_Stated task_
Count the lines in the data below that contain the string "pillow". Give only the number.

-- Exercise inputs start --

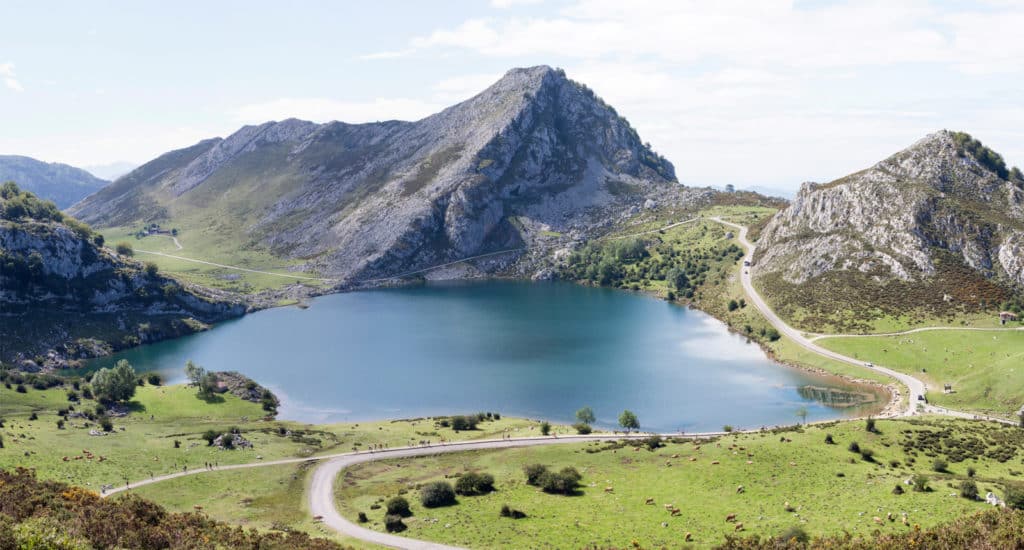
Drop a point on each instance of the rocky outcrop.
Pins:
(371, 200)
(893, 220)
(64, 297)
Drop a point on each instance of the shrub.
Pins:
(582, 428)
(920, 482)
(393, 523)
(398, 506)
(795, 534)
(969, 490)
(460, 423)
(472, 483)
(437, 494)
(564, 481)
(534, 473)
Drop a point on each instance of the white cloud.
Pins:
(325, 110)
(9, 79)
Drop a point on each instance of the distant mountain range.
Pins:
(934, 229)
(535, 153)
(58, 182)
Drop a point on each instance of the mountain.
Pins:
(62, 296)
(535, 153)
(58, 182)
(111, 171)
(934, 229)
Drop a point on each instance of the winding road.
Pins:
(321, 496)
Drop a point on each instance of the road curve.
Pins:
(915, 386)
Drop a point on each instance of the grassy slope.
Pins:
(206, 244)
(802, 472)
(986, 369)
(146, 447)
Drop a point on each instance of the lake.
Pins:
(531, 349)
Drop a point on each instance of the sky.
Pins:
(760, 93)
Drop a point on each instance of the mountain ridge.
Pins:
(59, 182)
(534, 152)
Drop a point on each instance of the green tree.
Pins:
(117, 384)
(629, 421)
(586, 416)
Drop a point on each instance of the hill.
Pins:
(53, 181)
(64, 296)
(534, 154)
(933, 231)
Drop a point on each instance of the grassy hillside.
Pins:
(985, 368)
(829, 490)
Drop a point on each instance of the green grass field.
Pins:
(829, 489)
(985, 368)
(164, 414)
(208, 245)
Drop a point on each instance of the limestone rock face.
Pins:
(371, 200)
(891, 220)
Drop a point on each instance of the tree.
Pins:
(398, 506)
(437, 494)
(586, 416)
(194, 373)
(117, 384)
(629, 421)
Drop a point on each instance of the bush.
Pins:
(534, 473)
(507, 511)
(398, 506)
(562, 482)
(437, 494)
(472, 483)
(393, 523)
(969, 490)
(460, 423)
(795, 534)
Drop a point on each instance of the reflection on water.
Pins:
(539, 350)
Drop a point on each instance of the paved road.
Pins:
(915, 386)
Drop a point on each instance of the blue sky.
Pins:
(762, 92)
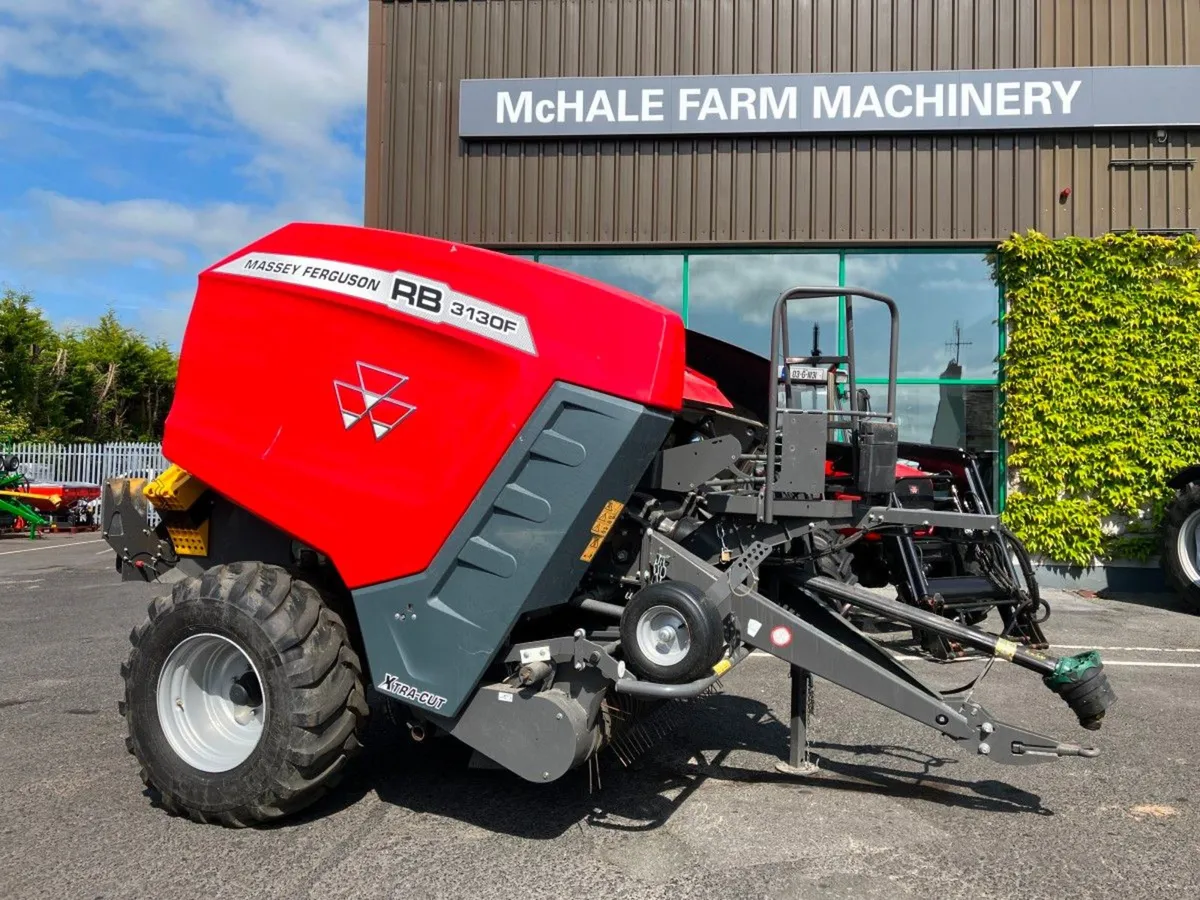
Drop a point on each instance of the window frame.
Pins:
(1000, 469)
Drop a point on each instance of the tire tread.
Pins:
(323, 672)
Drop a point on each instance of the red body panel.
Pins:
(306, 405)
(701, 389)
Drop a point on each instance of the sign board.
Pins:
(975, 100)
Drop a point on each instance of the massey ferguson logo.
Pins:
(406, 691)
(372, 399)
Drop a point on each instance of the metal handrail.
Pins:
(779, 341)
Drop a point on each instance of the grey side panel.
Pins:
(430, 637)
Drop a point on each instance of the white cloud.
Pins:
(291, 72)
(65, 231)
(281, 83)
(748, 286)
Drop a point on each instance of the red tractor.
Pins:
(594, 515)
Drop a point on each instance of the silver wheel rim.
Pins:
(663, 636)
(1187, 547)
(210, 703)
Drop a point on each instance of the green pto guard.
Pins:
(1078, 681)
(10, 481)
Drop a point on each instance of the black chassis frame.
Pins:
(795, 487)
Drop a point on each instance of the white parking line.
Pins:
(1147, 664)
(57, 546)
(1128, 649)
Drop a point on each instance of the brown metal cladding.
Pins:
(927, 189)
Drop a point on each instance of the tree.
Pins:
(102, 382)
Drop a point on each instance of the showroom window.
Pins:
(951, 333)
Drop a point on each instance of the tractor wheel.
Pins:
(244, 699)
(1181, 545)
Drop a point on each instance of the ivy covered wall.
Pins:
(1101, 388)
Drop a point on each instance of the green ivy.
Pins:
(1101, 388)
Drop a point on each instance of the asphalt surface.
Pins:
(897, 811)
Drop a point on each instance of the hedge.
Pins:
(1101, 388)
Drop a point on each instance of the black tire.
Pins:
(1175, 570)
(705, 633)
(311, 679)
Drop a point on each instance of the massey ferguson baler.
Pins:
(592, 514)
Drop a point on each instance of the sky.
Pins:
(142, 141)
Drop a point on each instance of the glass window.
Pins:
(731, 297)
(945, 414)
(948, 305)
(654, 276)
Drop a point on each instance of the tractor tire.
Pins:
(1180, 544)
(244, 699)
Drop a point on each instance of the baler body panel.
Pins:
(523, 545)
(347, 369)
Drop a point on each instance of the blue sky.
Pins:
(143, 139)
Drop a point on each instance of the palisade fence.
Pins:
(87, 463)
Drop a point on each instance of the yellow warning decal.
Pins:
(1006, 649)
(600, 528)
(174, 490)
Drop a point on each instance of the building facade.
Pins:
(708, 154)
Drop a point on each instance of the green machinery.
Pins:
(13, 501)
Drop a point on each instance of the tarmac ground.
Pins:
(895, 811)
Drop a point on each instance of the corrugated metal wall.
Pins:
(805, 190)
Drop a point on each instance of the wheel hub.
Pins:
(1188, 547)
(210, 702)
(663, 635)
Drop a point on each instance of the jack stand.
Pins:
(798, 762)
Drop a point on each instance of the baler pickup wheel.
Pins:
(815, 639)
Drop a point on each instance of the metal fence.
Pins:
(87, 463)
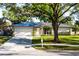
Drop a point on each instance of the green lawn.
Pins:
(3, 39)
(64, 39)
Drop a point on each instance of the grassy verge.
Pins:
(64, 39)
(3, 39)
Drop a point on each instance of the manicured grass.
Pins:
(64, 39)
(3, 39)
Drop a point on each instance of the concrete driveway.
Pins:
(22, 46)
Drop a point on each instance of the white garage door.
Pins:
(23, 31)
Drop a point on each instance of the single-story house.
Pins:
(33, 28)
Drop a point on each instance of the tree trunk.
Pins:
(55, 29)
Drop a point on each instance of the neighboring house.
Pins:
(32, 28)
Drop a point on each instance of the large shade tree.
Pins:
(51, 12)
(54, 13)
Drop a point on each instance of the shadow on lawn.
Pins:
(21, 41)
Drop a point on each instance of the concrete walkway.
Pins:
(22, 46)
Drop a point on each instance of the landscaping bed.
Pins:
(3, 39)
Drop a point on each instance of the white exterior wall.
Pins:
(23, 31)
(63, 30)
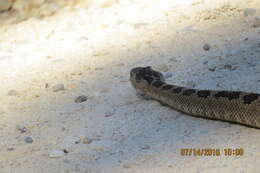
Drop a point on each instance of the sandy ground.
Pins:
(91, 51)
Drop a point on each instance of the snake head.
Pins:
(141, 77)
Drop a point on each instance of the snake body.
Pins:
(232, 106)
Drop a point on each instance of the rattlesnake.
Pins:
(232, 106)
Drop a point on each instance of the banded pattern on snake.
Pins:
(232, 106)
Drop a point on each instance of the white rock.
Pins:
(249, 12)
(56, 153)
(5, 4)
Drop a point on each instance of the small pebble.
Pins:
(58, 87)
(13, 93)
(56, 153)
(256, 22)
(22, 129)
(206, 47)
(249, 12)
(81, 99)
(47, 85)
(28, 139)
(163, 67)
(10, 149)
(168, 75)
(86, 140)
(212, 68)
(146, 147)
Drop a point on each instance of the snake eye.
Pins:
(137, 77)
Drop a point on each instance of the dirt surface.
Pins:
(67, 104)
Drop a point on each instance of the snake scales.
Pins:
(232, 106)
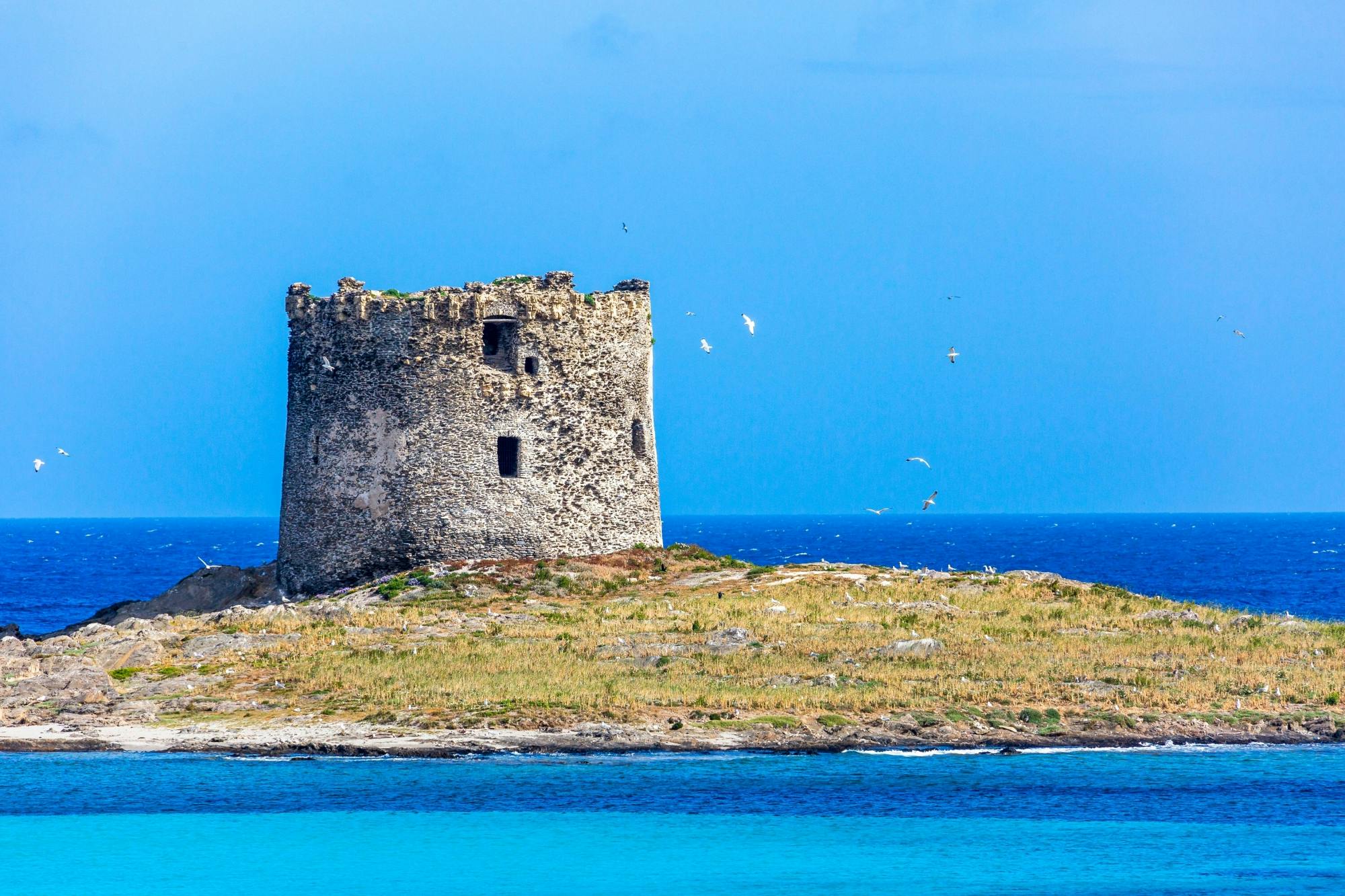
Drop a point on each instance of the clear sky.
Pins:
(1097, 182)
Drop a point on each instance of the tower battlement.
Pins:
(513, 419)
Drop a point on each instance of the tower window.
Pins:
(638, 438)
(500, 338)
(506, 454)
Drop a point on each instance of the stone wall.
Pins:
(392, 455)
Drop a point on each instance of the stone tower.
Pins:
(504, 420)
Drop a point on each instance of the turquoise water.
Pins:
(1163, 821)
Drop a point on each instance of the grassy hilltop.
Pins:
(692, 642)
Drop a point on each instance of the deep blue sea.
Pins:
(54, 572)
(1261, 819)
(1219, 821)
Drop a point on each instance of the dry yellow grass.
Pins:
(618, 638)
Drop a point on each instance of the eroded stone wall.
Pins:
(391, 455)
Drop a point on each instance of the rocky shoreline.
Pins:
(223, 662)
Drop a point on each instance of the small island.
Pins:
(666, 649)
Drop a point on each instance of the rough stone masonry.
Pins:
(504, 420)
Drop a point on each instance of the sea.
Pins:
(1153, 819)
(56, 572)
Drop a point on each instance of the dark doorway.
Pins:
(500, 337)
(506, 452)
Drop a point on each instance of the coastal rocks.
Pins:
(204, 591)
(726, 641)
(212, 646)
(919, 647)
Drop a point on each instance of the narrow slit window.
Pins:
(638, 438)
(506, 454)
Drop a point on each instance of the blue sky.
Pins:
(1097, 182)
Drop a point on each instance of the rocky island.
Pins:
(666, 649)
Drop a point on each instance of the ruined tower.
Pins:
(504, 420)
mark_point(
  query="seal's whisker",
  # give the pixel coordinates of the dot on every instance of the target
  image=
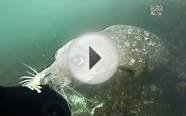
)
(32, 69)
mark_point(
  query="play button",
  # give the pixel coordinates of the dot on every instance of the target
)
(92, 58)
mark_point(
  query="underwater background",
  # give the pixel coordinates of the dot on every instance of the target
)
(32, 31)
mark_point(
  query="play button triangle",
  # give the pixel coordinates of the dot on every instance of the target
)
(93, 57)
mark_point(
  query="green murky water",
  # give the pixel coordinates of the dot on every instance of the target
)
(32, 31)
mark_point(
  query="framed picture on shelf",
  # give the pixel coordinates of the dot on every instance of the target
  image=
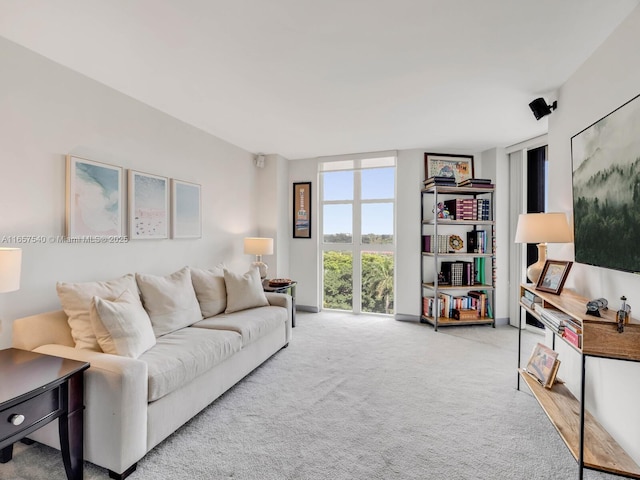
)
(459, 167)
(553, 276)
(302, 210)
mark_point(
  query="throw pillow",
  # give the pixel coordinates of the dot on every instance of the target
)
(122, 326)
(170, 301)
(244, 291)
(210, 290)
(76, 303)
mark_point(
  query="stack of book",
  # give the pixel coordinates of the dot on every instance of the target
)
(477, 183)
(438, 180)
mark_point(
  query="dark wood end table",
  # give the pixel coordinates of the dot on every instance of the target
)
(289, 289)
(35, 390)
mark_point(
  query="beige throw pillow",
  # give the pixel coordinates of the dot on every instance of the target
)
(122, 326)
(170, 301)
(210, 290)
(244, 291)
(76, 302)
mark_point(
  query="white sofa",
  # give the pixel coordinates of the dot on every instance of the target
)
(132, 404)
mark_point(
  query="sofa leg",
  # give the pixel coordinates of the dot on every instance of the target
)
(123, 475)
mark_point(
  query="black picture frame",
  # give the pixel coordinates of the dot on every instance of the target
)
(302, 210)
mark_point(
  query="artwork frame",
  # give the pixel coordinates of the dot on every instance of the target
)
(95, 198)
(148, 206)
(605, 159)
(186, 209)
(553, 276)
(446, 165)
(302, 210)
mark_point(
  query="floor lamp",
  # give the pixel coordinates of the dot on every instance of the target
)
(542, 228)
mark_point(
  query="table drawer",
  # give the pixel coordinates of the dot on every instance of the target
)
(33, 410)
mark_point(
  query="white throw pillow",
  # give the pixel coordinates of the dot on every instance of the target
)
(76, 302)
(210, 290)
(244, 291)
(170, 301)
(122, 326)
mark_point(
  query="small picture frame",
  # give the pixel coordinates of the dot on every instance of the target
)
(553, 276)
(446, 165)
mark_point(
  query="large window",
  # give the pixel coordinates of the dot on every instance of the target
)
(358, 239)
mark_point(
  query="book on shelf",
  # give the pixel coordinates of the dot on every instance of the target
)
(543, 365)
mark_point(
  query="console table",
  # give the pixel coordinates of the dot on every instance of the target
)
(35, 390)
(589, 443)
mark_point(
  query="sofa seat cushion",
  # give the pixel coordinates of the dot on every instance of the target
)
(252, 324)
(180, 356)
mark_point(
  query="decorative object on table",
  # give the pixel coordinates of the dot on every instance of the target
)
(594, 306)
(259, 246)
(459, 167)
(553, 276)
(623, 315)
(606, 170)
(302, 210)
(94, 198)
(186, 217)
(148, 206)
(543, 365)
(542, 228)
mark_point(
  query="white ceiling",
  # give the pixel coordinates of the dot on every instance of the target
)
(306, 78)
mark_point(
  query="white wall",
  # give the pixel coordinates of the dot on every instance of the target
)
(48, 111)
(609, 78)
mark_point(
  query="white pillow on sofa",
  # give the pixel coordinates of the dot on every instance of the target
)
(210, 290)
(170, 301)
(76, 303)
(244, 291)
(122, 326)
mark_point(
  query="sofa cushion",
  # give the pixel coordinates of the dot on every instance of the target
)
(244, 291)
(251, 324)
(180, 356)
(170, 301)
(210, 290)
(122, 326)
(75, 299)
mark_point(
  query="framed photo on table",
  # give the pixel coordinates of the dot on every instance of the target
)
(553, 276)
(459, 167)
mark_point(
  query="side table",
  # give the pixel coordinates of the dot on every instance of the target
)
(35, 390)
(289, 289)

-- Exercise inputs end --

_Task answer_
4